## [EXCERPTED TEXT]
....

While traditional printing may consist in the fixation of a protected work on a different medium and, therefore, a reproduction of the work – which would mean the exercise of one of the exploitation copyrights conferred upon right holders – that may have may have identical or significantly similar consequences in the case of 3D printing. Moreover, since a three-dimensional digital design can be fixed in any given material by the 3D printing technique, this may lead to illegitimate reproductions of the work that may infringe copyrights owned by third parties.

Likewise, the 3D printing of digital graphic designs may involve the infringement of industrial property rights of third parties. Specifically, patent rights, three-dimensional trademark rights and industrial designs rights may potentially be the most affected. It should be borne in mind that the infringement of these rights must be measured considering their use and the ability of such a use of to cause some damage and represent an abuse of these rights. Thus, the mere printing may not infringe third party rights if that printing or reproduction is kept for solely private and personal use, without any commercial purpose.

....

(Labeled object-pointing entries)
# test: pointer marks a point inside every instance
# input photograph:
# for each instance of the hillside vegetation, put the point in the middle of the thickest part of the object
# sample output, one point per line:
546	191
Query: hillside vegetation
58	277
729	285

....

## [DIRECTIONS]
a – Which industrial property rights does the 3D printing passage say may be the most affected? List them all.
b – Reproduce the 3D printing passage word for word, starting at "While traditional printing" and ending at "by third parties.".
Answer using only the 3D printing passage, not the items.

## [ANSWERS PER TASK]
a –
- Patent rights
- Three-dimensional trademark rights
- Industrial designs rights

b –
While traditional printing may consist in the fixation of a protected work on a different medium and, therefore, a reproduction of the work – which would mean the exercise of one of the exploitation copyrights conferred upon right holders – that may have may have identical or significantly similar consequences in the case of 3D printing. Moreover, since a three-dimensional digital design can be fixed in any given material by the 3D printing technique, this may lead to illegitimate reproductions of the work that may infringe copyrights owned by third parties.